[Stored data entries]

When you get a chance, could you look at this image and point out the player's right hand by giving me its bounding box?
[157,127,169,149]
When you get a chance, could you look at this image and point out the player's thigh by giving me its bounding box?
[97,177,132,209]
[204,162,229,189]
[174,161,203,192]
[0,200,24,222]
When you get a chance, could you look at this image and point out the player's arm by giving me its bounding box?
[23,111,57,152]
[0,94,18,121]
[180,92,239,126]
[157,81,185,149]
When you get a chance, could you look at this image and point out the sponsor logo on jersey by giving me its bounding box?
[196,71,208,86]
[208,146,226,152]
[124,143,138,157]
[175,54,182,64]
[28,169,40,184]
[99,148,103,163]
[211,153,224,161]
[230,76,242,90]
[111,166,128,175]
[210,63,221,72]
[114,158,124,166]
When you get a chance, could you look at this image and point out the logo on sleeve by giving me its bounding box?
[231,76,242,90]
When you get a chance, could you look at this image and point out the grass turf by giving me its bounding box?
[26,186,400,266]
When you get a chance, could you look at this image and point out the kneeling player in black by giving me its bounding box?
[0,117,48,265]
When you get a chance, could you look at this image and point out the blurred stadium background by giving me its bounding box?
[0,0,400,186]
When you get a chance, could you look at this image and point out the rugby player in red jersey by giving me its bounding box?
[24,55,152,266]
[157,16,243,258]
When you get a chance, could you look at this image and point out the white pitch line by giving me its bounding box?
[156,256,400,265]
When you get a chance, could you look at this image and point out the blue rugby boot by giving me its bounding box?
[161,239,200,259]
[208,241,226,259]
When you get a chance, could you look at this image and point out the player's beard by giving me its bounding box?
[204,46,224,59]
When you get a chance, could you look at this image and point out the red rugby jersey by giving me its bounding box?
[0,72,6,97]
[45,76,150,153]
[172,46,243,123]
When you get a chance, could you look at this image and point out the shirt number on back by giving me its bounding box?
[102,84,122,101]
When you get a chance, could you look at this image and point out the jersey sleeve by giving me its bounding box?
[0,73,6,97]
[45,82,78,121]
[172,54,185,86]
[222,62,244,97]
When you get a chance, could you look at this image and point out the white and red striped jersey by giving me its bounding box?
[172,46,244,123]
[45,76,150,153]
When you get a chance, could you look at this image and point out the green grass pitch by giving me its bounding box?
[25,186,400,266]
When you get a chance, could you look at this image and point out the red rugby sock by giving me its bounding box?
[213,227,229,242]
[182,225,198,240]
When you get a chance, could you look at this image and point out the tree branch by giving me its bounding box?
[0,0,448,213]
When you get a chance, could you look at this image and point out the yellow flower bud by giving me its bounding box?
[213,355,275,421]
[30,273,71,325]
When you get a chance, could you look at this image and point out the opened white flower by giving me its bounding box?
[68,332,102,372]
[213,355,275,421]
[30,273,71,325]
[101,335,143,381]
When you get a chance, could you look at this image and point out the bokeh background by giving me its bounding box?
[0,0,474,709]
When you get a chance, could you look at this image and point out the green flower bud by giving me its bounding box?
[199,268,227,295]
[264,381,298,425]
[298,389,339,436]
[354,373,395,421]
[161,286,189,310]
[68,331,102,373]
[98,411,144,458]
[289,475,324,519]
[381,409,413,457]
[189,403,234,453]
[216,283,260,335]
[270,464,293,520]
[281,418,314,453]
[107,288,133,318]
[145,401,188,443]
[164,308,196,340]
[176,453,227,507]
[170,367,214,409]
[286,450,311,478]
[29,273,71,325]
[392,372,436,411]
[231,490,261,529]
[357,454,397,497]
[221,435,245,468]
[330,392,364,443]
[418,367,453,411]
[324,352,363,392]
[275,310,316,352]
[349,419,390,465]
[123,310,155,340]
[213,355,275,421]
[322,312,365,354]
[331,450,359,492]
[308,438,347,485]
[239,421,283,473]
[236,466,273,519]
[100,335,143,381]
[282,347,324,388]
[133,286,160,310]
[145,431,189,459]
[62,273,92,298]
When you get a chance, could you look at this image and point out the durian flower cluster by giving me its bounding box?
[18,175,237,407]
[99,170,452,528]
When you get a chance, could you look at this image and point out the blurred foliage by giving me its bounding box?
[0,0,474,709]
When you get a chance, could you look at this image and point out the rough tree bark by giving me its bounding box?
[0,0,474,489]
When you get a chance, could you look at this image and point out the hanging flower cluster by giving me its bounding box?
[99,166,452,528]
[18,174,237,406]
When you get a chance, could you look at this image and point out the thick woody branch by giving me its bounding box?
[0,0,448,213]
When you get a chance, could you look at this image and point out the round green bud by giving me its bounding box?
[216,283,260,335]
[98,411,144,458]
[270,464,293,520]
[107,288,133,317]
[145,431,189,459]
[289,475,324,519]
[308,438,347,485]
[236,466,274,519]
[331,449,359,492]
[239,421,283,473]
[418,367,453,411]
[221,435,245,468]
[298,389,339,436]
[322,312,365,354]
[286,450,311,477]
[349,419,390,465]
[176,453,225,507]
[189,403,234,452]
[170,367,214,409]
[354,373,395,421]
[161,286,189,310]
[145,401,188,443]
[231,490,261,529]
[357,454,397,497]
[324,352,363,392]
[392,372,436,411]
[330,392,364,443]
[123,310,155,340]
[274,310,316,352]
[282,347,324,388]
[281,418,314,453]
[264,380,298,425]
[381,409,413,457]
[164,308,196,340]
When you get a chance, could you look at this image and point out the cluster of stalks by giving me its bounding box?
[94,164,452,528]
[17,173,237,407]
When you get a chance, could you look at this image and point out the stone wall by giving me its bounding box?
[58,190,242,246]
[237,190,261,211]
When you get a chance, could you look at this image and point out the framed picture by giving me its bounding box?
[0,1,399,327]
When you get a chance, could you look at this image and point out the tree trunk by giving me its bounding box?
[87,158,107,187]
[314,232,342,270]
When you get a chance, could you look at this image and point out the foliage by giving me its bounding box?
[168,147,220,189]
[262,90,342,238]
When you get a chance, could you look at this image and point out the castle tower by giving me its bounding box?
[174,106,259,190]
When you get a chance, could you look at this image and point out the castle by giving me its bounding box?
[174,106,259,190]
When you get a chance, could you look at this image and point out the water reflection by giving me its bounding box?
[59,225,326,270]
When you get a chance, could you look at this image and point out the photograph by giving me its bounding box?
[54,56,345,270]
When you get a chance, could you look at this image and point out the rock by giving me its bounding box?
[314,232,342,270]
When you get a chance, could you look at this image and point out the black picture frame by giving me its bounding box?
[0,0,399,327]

Work to be completed> Please render all of the lines above as a two-column CSV with the headers "text" and "answer", one row for each line and its answer. Put each value in its own quoted field and replace any line breaks with spaces.

Finished answer>
text,answer
"When you get a chance, could you look at this image and point out the player's right hand by giving me its bounding box?","[157,127,169,149]"
"When you get a chance, could you look at this image and point out the player's thigh by giving me its bounding box?","[97,177,132,209] [204,162,229,189] [174,161,203,192] [0,200,24,222]"
"When you get a chance, could you look at this image and point out the player's arm by giving me its bounding box?","[23,111,57,152] [0,94,18,121] [180,92,239,126] [157,81,185,149]"
"When you get a chance, could you look at this image and point out the sponsor logo on jersey by giving me its bounding box?","[196,71,208,86] [208,146,226,152] [124,143,138,157] [175,54,182,64] [28,169,40,184] [99,148,103,163] [211,153,224,161] [230,76,242,90] [111,166,128,175] [210,63,221,72] [114,158,124,166]"
"When you get a chance, could you look at this image and point out the logo on sleeve by giving me its bounding box?","[231,76,242,90]"
"When you get a chance, could you look at this image and point out the grass turf by giving me its bounding box?","[26,186,400,266]"
"When you get a chance, could you look at this image and point out the kneeling player in black by giving me its bounding box?","[0,117,48,265]"
"When you get a chance, could you look at this image and point out the blurred stadium background by giving me its bounding box?","[0,0,400,186]"
"When you get a chance, could you look at this image and point out the rugby player in red jersey by giving me its bounding box?","[24,55,152,266] [157,16,243,258]"
"When you get a chance, could you look at this image and point out the white pitch line by giving me its bounding box?","[156,256,400,265]"
"When you get a chance, could you look at this image and point out the blue rugby boot by giving me its bounding box?","[161,239,200,259] [208,241,226,259]"
"When you get a chance, could you look at this image and point out the player's beard by giving me its bounding box?","[204,46,224,59]"
"When you get a chance, could you look at this image and point out the red rugby jersey by giving me its bounding box?","[0,72,6,97] [45,76,150,153] [172,46,243,123]"
"When you get a chance, could you look at this image and point out the shirt number on back by giving me its bounding box?","[102,84,122,101]"
"When you get a chance, could you look at this image and point out the jersey sleeve by giving me its bounding box?","[0,73,6,97] [45,82,78,121] [172,54,185,86] [222,62,244,97]"
"When you get a chance, could you look at this image and point out the white and red striped jersey by giving me its bounding box?","[172,46,244,123] [45,76,150,153]"
"When you get a chance, could you look at this image and point out the green grass pitch by giving me its bounding box?","[25,186,400,266]"
"When you get a chance, could you look at this image and point out the red rugby sock by giving me its bounding box?","[213,227,229,242] [182,225,198,240]"
"When you get a chance, could you look at this image and point out the tree branch by giving me its bounding box?","[0,0,448,213]"
"When you get a chance, could you look at this image and point out the yellow flower bud by giving me its bounding box?","[213,355,275,421] [30,273,71,325]"
"When you get a chance, could you look at this image and point out the opened white flower by giving me its bounding box?","[68,332,102,372] [213,355,275,421] [30,273,71,325] [101,335,143,381]"
"When you get a chance, could you look at this image and point out the bokeh background by giving me its bounding box?","[0,0,474,709]"
"When you get a chance, could you look at this image and point out the green flower bud by giving me its bounding box?","[199,268,227,295] [264,381,298,425] [298,389,339,436] [354,373,395,421] [161,286,189,310] [68,331,102,373] [98,411,144,458] [289,475,324,519] [381,409,413,457] [189,403,234,453] [216,283,260,335] [270,464,293,520] [281,418,314,453] [107,288,133,318] [145,401,188,443] [164,308,196,340] [176,453,227,507] [170,367,214,409] [286,450,311,478] [29,273,71,325] [392,372,436,411] [231,490,261,529] [357,454,397,497] [221,435,245,468] [330,392,364,443] [418,367,453,411] [324,352,363,392] [275,310,316,352] [349,419,390,465] [123,310,155,340] [213,355,275,421] [322,312,365,354] [331,450,359,492] [308,438,347,485] [239,421,283,473] [236,466,273,519] [100,335,143,381] [282,347,324,388] [133,286,160,310] [145,431,189,459] [62,273,92,298]"
"When you get a chance, could you look at this image and point out the durian flower cluster by giving me its bounding box?","[18,175,237,407] [99,170,452,528]"
"When you get a chance, could you look at this image and point out the blurred foliage by giving me its bounding box?","[0,0,474,709]"
"When you get a chance, could you look at this image and point out the rough tree bark by giving me its bounding box?","[0,0,474,489]"
"When you get a chance, could you look at this image and point out the hanging flower cluster by giving me its bounding box?","[99,166,452,528] [18,174,237,406]"
"When you get a chance, could you look at this image and point out the thick woody branch by giving me its bounding box?","[0,0,448,213]"
"When you get a chance, could you look at this image and point out the round green bud by giving me its bounding box?","[216,283,260,335] [98,411,144,458] [270,464,293,520] [107,288,133,317] [145,431,189,459] [289,475,324,519] [308,438,347,485] [236,466,274,519] [331,449,359,492] [239,421,283,473] [418,367,453,411] [221,435,245,468] [298,389,339,436] [322,312,365,354] [286,450,311,477] [349,419,390,465] [176,453,225,507] [189,403,234,452] [170,367,214,409] [354,373,395,421] [161,286,189,310] [145,401,188,443] [231,490,261,529] [357,454,397,497] [324,352,363,392] [392,372,436,411] [330,392,364,443] [123,310,155,340] [274,310,316,352] [282,347,324,388] [281,418,314,453] [264,380,298,425] [381,409,413,457] [164,308,196,340]"
"When you get a chance, could you look at this image and point out the cluster of stalks by giving me its bounding box?","[94,164,452,528] [17,173,237,407]"
"When you get a chance, could you look at this image and point out the stone wall by giving me its bounding box?","[58,190,242,246] [237,190,261,211]"
"When you get a chance, could you look at this image and point out the framed picture by giving me its bounding box?","[0,1,399,327]"
"When you get a chance, could you look at this image and point out the tree trunk by giving me its bounding box?","[87,158,107,187] [314,232,342,270]"
"When you get a chance, could you look at this image and point out the foliage by giving me its bounding box?","[168,147,220,189] [262,90,342,238]"
"When you get a chance, could you look at this image and point out the castle tower by giving me its bounding box?","[174,106,259,190]"
"When you get a chance, could you look at this image and point out the castle by giving me its bounding box?","[174,106,259,190]"
"When you get a chance, could you look at this image and point out the water reflection by giving me its bounding box?","[59,225,326,270]"
"When you get a chance, could you look at this image and point out the photograph by giving me its bounding box?","[54,56,345,270]"
"When you get a chance, could you look at this image and point out the rock by giving me its bounding box?","[314,232,342,270]"
"When you get a chance, could you look at this image and point out the black picture frame by giving me its bounding box?","[0,0,399,327]"